-- Goal --
Write out only the lines running from the one that contains "object | snow patch" to the end of the material, both ends included.

(Some records)
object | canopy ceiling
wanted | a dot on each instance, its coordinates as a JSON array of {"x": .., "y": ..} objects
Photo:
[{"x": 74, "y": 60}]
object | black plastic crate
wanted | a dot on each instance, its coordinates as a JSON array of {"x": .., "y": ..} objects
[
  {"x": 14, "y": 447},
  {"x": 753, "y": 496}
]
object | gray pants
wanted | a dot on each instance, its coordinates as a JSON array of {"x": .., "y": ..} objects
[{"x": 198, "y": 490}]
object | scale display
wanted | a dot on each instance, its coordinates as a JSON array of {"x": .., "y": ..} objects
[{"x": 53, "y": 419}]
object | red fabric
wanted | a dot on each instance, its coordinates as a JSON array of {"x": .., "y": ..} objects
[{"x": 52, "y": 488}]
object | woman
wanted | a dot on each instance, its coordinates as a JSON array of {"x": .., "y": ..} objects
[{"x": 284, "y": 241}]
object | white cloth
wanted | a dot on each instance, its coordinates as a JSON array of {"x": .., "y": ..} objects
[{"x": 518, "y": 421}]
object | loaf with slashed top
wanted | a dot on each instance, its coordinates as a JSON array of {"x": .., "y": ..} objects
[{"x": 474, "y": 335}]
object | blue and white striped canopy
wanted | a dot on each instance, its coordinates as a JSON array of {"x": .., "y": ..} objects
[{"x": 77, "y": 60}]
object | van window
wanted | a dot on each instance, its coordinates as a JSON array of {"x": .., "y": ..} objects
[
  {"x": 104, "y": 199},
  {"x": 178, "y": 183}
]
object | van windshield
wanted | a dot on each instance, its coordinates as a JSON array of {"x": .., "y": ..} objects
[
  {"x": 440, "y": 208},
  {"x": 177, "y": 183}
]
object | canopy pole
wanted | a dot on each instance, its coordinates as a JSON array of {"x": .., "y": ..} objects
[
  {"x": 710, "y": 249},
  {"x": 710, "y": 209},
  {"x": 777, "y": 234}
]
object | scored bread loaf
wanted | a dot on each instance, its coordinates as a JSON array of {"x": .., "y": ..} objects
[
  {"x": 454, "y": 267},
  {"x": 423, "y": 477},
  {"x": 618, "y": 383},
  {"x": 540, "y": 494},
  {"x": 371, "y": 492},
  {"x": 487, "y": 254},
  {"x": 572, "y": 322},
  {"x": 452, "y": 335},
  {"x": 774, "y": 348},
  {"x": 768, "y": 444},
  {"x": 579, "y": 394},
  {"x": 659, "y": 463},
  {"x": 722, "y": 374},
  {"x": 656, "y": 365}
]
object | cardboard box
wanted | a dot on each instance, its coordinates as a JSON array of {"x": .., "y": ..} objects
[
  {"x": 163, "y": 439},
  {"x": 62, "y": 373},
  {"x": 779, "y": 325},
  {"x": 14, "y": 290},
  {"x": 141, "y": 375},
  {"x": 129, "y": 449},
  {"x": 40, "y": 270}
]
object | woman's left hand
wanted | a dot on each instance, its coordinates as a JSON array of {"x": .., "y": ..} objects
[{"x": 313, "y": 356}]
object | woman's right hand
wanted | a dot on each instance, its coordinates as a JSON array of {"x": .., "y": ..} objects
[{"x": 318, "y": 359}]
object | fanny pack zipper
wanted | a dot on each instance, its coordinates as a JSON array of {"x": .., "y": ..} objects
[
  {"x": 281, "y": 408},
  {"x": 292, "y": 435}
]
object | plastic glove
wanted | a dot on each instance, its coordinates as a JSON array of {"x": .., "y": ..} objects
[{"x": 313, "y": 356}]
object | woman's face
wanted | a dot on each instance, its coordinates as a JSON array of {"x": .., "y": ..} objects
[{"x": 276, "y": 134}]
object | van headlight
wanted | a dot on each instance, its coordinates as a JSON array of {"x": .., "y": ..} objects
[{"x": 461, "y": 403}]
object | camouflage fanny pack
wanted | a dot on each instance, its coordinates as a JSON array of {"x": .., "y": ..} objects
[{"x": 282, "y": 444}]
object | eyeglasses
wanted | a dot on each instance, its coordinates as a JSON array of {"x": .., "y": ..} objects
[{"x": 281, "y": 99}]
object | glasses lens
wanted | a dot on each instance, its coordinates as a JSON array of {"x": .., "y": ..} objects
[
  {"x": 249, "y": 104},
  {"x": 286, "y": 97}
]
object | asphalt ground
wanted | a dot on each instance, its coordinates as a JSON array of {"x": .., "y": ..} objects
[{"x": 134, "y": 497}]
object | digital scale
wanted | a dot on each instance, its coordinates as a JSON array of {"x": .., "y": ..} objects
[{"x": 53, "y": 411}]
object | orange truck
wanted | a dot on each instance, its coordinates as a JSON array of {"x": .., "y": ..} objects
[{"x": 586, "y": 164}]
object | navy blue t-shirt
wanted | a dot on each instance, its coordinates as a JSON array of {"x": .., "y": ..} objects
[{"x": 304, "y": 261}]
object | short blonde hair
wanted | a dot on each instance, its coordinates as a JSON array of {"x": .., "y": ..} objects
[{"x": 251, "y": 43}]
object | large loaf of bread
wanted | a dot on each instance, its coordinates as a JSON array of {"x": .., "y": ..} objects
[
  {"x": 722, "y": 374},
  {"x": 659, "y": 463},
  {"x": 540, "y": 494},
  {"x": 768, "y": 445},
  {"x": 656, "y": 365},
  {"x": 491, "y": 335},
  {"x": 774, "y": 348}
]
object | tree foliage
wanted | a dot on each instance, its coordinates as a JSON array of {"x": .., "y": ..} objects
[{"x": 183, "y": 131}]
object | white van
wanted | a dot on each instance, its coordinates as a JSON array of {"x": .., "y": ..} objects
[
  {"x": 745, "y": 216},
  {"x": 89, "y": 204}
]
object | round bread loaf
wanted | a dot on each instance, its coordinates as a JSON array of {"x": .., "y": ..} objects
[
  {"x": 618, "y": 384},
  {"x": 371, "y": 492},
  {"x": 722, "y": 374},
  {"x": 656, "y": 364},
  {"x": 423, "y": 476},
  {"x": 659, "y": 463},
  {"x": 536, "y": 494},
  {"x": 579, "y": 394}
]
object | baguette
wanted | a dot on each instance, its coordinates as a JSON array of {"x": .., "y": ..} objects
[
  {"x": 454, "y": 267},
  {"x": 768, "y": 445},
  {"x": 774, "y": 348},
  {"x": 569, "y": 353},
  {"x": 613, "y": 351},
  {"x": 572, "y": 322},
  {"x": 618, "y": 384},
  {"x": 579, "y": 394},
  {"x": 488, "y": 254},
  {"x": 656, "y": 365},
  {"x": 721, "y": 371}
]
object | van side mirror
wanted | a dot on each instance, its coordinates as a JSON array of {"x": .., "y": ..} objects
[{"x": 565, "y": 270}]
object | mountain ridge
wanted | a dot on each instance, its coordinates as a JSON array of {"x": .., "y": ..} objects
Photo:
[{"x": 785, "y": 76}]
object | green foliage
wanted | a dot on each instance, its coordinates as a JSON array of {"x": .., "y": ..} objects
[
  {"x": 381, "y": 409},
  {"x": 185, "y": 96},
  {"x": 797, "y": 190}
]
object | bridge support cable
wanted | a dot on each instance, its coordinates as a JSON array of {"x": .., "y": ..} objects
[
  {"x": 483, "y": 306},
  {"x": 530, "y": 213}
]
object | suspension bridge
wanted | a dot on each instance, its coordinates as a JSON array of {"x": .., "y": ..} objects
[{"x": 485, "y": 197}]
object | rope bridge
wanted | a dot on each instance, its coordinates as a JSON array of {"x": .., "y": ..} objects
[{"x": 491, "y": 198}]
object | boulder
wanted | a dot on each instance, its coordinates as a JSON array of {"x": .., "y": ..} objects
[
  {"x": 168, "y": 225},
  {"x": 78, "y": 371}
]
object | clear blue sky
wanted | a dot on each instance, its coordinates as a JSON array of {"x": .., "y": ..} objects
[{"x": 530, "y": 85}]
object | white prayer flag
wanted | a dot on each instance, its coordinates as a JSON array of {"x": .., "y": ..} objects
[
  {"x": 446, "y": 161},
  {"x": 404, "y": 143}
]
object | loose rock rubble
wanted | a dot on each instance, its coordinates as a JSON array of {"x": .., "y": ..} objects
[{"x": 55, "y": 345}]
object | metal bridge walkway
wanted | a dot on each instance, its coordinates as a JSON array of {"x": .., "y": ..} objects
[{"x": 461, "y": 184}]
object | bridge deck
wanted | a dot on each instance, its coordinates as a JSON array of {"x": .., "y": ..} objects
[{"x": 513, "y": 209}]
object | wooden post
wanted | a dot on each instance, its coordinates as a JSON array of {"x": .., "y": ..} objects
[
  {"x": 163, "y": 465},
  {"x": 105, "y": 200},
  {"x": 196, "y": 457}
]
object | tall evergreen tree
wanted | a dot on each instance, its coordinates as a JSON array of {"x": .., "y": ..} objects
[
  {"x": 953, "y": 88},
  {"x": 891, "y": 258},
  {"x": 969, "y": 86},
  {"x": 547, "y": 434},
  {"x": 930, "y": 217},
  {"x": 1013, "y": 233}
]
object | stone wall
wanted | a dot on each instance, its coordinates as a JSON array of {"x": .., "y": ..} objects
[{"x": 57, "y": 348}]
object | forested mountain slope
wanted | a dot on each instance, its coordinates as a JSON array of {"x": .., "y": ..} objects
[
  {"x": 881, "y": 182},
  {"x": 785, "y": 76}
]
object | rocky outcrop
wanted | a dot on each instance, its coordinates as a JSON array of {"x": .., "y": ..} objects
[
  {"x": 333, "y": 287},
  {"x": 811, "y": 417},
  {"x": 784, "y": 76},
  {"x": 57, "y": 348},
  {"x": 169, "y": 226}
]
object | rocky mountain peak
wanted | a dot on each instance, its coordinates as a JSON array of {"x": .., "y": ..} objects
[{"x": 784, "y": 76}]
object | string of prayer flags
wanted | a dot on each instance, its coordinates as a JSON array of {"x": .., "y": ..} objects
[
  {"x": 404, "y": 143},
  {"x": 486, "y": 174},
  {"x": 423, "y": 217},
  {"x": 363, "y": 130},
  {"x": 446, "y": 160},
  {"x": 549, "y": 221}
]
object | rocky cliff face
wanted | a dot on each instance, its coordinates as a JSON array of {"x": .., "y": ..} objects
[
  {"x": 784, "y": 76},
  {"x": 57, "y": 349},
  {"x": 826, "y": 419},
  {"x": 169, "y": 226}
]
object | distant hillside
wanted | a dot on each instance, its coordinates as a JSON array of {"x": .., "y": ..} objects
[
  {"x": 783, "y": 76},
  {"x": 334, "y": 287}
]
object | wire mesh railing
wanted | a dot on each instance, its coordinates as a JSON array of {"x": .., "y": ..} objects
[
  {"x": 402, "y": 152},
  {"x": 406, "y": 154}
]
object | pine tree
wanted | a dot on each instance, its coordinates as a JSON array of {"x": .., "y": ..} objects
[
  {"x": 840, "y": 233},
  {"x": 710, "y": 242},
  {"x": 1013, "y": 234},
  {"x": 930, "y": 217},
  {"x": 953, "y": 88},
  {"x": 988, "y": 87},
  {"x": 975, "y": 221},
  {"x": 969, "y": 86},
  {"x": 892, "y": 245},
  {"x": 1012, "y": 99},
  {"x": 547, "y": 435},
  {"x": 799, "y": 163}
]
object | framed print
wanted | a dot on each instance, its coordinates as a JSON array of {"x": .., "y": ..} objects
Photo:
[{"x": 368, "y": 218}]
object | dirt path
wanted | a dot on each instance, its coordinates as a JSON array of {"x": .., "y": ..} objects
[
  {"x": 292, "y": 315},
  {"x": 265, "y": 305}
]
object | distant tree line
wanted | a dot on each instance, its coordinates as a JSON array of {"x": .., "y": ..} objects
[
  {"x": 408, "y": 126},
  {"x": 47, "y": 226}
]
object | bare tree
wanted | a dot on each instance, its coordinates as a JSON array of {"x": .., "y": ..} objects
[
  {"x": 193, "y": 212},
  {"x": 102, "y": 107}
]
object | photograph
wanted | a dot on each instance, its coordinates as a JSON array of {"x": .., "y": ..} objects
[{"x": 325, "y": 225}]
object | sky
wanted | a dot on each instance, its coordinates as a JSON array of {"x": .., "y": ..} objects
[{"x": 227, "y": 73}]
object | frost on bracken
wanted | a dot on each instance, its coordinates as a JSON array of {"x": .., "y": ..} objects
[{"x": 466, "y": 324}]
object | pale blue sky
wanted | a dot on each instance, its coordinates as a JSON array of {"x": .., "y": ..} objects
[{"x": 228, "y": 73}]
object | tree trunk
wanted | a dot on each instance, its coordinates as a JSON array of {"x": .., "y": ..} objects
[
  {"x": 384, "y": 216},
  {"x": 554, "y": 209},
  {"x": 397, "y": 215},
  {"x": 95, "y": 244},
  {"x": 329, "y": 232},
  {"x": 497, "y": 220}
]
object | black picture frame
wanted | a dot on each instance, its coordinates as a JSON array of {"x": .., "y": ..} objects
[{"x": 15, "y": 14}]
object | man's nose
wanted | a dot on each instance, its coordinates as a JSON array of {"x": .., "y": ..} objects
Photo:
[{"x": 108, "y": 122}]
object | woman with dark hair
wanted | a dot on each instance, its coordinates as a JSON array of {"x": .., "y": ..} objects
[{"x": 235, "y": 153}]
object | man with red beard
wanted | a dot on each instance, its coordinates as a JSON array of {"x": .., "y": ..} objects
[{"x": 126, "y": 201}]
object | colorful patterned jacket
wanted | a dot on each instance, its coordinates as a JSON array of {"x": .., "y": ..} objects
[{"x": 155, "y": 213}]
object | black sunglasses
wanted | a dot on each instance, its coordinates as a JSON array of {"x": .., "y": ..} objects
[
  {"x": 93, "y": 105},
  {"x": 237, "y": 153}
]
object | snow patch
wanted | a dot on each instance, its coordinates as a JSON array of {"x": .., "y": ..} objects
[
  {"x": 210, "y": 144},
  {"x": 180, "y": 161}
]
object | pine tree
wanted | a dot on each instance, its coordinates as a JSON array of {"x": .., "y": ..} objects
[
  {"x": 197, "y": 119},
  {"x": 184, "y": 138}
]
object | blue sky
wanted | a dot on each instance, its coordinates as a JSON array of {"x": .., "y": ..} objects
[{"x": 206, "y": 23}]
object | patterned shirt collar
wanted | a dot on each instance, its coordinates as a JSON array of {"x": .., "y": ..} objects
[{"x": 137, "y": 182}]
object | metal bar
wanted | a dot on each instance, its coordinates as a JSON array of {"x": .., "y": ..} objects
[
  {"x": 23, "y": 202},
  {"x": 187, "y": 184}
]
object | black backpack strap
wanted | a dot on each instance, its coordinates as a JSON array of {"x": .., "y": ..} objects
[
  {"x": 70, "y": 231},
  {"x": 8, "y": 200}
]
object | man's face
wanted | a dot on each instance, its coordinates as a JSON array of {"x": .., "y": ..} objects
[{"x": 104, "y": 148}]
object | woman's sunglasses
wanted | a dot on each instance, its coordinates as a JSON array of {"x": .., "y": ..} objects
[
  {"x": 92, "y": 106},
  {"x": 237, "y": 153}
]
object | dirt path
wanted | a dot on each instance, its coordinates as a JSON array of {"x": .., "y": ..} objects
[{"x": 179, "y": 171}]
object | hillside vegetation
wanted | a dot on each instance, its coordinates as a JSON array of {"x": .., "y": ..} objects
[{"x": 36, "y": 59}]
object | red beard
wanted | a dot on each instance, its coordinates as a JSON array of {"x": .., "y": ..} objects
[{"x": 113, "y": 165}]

-- Answer to the exercise --
object | snow patch
wanted | a dot on each instance, its coordinates as a JSON array of {"x": .., "y": ..} objects
[
  {"x": 210, "y": 144},
  {"x": 180, "y": 161}
]
object | pine tree
wanted | a dot on each instance, its coordinates as a JSON array of {"x": .., "y": ..} objects
[
  {"x": 197, "y": 119},
  {"x": 184, "y": 138}
]
object | blue sky
wanted | a dot on each instance, its coordinates as a JSON array of {"x": .., "y": ..} objects
[{"x": 206, "y": 23}]
object | patterned shirt collar
wanted | a dot on each instance, its coordinates as a JSON array of {"x": .., "y": ..} objects
[{"x": 137, "y": 182}]
object | metal bar
wanted | a dot on each instance, its coordinates as a JSON array of {"x": .., "y": ..} objects
[
  {"x": 23, "y": 202},
  {"x": 187, "y": 184}
]
object | black backpack strap
wanted | a dot on each instance, its coordinates as a JSON array of {"x": .., "y": ..} objects
[
  {"x": 70, "y": 231},
  {"x": 8, "y": 200}
]
object | man's face
wanted | a dot on each instance, its coordinates as a JSON array of {"x": .., "y": ..} objects
[{"x": 104, "y": 148}]
object | woman's sunglasses
wanted | a dot on each instance, its coordinates as a JSON array of {"x": .., "y": ..} objects
[
  {"x": 92, "y": 106},
  {"x": 237, "y": 153}
]
object | dirt path
wanted | a dot on each instance, its coordinates as a JSON array of {"x": .., "y": ..} objects
[{"x": 179, "y": 171}]
object | hillside vegetation
wanted | a dot on each instance, its coordinates as a JSON array of {"x": .., "y": ..} objects
[{"x": 36, "y": 59}]
object | red beard
wanted | a dot on each instance, its coordinates as a JSON array of {"x": .., "y": ..} objects
[{"x": 113, "y": 165}]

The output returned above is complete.